**SUPPLIED DATA**
★ ★ ★ ★
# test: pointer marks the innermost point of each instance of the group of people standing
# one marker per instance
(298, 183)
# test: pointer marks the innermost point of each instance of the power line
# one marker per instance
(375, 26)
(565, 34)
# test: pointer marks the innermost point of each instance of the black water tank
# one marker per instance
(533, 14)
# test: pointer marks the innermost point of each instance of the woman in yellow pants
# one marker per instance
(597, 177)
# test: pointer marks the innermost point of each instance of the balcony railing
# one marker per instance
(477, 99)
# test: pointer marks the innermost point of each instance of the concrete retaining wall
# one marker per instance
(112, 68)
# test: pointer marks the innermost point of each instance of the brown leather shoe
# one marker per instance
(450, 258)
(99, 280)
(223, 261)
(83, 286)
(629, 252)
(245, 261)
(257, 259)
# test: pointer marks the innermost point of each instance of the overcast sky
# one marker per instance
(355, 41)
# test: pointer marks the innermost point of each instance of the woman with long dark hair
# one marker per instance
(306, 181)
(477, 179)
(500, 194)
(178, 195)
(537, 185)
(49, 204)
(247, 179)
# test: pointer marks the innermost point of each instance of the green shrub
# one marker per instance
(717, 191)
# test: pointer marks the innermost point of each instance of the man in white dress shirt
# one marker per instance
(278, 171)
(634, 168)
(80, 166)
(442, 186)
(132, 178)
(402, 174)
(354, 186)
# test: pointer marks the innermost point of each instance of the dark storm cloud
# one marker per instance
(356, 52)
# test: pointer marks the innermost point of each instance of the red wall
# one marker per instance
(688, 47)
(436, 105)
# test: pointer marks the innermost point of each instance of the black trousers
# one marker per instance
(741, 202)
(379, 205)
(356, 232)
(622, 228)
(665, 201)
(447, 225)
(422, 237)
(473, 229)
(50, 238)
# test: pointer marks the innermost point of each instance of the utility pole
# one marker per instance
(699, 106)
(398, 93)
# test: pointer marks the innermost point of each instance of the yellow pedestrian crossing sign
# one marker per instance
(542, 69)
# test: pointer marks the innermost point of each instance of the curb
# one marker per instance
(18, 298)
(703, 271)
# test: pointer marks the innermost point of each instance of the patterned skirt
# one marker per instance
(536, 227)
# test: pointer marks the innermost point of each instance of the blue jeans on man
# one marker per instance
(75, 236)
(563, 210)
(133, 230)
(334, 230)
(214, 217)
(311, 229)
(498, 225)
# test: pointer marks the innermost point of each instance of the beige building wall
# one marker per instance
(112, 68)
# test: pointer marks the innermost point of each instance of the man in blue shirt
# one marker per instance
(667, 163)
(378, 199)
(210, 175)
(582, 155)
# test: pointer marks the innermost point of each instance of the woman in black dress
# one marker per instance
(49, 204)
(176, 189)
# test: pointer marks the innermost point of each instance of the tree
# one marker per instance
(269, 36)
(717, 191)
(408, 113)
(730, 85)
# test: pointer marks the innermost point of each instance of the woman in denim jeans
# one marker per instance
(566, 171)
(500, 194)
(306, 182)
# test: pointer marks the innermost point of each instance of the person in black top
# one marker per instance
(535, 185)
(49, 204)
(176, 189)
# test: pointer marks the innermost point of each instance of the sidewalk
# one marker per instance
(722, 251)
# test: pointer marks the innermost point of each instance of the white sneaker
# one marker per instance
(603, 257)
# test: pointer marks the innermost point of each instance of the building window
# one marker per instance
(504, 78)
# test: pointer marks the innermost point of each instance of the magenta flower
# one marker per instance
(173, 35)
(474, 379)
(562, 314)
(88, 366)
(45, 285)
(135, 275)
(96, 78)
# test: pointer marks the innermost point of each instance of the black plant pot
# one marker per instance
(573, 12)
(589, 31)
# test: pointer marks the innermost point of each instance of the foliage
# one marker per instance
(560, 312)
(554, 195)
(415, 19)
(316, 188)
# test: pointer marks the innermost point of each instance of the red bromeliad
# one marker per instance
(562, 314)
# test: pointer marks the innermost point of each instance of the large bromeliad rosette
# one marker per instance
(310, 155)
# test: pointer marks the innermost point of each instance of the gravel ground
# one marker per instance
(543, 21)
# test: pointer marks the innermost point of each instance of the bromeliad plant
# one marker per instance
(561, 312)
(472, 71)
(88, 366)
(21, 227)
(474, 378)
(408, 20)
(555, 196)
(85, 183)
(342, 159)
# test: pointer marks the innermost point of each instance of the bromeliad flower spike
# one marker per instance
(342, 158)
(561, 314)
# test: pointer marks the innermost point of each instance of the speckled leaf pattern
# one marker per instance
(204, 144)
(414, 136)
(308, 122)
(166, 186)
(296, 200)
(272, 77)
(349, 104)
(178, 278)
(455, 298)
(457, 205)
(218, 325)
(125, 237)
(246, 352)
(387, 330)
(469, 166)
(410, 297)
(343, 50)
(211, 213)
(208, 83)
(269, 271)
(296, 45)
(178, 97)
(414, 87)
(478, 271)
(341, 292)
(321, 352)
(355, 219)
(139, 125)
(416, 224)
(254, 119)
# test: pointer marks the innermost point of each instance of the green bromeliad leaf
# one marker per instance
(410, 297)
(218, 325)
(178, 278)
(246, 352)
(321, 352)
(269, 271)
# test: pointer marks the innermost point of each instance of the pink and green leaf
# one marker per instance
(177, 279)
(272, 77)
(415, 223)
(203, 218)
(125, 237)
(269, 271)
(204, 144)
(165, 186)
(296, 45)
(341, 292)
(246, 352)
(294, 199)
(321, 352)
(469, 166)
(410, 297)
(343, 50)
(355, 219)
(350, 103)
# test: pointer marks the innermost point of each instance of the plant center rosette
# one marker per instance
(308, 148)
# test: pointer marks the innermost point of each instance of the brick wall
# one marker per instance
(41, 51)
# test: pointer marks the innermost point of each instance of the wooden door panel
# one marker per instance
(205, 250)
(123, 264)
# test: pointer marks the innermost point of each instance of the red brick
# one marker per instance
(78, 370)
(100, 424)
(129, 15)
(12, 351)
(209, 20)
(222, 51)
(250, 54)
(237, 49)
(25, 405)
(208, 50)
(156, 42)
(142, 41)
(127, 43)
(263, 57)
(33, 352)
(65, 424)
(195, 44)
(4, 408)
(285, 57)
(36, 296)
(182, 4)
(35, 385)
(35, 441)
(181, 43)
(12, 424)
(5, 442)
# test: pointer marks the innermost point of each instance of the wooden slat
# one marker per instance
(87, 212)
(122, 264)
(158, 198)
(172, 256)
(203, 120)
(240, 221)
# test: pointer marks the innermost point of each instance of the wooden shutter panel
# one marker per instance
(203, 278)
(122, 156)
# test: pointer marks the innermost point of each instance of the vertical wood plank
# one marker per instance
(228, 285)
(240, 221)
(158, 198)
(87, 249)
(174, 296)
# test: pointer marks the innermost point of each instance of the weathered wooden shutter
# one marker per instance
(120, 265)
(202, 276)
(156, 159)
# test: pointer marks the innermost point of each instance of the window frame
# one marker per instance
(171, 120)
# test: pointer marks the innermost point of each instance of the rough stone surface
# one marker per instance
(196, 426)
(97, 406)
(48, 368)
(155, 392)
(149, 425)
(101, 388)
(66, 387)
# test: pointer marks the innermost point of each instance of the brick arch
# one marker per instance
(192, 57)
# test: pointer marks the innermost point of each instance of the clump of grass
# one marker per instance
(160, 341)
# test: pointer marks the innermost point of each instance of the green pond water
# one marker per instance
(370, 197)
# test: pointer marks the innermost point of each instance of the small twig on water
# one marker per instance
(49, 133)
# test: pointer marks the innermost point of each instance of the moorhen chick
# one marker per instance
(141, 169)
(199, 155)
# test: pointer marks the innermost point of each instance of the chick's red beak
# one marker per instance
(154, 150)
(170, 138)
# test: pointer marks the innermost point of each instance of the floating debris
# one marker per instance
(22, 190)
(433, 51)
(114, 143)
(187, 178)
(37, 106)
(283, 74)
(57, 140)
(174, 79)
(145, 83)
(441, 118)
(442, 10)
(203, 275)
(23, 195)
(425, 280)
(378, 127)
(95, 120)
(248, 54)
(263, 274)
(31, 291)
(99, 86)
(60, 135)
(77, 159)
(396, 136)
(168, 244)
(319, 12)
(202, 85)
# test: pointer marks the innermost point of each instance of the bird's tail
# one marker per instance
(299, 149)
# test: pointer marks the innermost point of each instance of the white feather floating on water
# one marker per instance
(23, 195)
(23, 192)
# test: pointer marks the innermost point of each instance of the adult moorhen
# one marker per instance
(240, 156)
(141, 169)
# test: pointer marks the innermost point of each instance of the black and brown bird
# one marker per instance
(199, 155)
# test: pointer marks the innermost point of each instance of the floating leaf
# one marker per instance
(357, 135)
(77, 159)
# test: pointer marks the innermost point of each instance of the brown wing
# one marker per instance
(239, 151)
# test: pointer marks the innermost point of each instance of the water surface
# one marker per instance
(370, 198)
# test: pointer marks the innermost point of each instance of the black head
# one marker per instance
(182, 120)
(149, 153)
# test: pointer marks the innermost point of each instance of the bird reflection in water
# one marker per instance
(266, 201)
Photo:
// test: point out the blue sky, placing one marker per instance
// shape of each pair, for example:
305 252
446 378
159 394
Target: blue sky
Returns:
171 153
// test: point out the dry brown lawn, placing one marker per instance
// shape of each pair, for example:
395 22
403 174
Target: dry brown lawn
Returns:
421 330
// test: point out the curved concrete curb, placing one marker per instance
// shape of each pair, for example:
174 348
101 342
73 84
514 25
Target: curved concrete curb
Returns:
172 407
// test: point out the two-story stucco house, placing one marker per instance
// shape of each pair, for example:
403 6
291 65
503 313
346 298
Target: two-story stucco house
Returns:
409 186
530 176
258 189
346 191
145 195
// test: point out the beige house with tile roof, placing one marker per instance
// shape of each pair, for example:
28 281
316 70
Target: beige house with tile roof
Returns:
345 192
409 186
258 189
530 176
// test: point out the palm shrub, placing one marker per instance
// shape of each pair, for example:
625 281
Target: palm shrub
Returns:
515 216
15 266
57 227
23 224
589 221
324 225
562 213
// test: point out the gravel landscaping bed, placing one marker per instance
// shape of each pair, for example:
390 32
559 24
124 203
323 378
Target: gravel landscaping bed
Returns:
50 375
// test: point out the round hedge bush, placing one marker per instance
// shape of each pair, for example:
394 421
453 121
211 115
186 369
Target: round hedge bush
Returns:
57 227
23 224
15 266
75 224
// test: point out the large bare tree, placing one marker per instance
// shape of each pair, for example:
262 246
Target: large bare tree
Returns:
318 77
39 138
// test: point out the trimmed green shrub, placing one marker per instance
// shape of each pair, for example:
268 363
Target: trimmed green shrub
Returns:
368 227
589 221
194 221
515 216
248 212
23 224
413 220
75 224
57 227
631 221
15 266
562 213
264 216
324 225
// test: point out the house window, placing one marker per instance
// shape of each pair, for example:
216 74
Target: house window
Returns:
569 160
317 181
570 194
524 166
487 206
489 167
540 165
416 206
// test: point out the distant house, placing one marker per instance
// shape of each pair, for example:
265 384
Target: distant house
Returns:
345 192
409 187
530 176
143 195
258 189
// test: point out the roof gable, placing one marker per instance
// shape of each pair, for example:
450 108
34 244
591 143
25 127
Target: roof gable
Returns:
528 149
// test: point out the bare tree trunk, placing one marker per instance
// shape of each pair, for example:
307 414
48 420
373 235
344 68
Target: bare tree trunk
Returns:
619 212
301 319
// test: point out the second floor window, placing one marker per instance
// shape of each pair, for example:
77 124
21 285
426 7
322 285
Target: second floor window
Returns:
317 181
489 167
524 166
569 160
★ ★ ★ ★
**DIRECTIONS**
Would you quote, exactly and only, the lines from the one containing "distant house, placing one marker per instance" to the end of the entries?

**RESPONSE TO THE TASK**
// test: point out the distant house, placing one marker per instance
// shape of each pair, for example:
265 384
Target: distant house
Returns:
345 192
409 187
530 176
143 195
258 189
// test: point out the roof gable, placing one marker per instance
// shape of each pair, for example:
450 108
34 244
591 143
25 127
Target: roof gable
Returns:
528 149
// test: point out the bare tree trunk, placing one marker per instance
// shape of each pair, for example:
307 414
48 420
373 235
344 68
Target: bare tree trunk
Returns:
619 212
301 319
// test: point out the second floor window, placing one marker per instance
// shape of each pair, for example:
77 124
21 285
426 7
322 285
Target: second floor window
Returns:
317 181
489 167
524 166
569 160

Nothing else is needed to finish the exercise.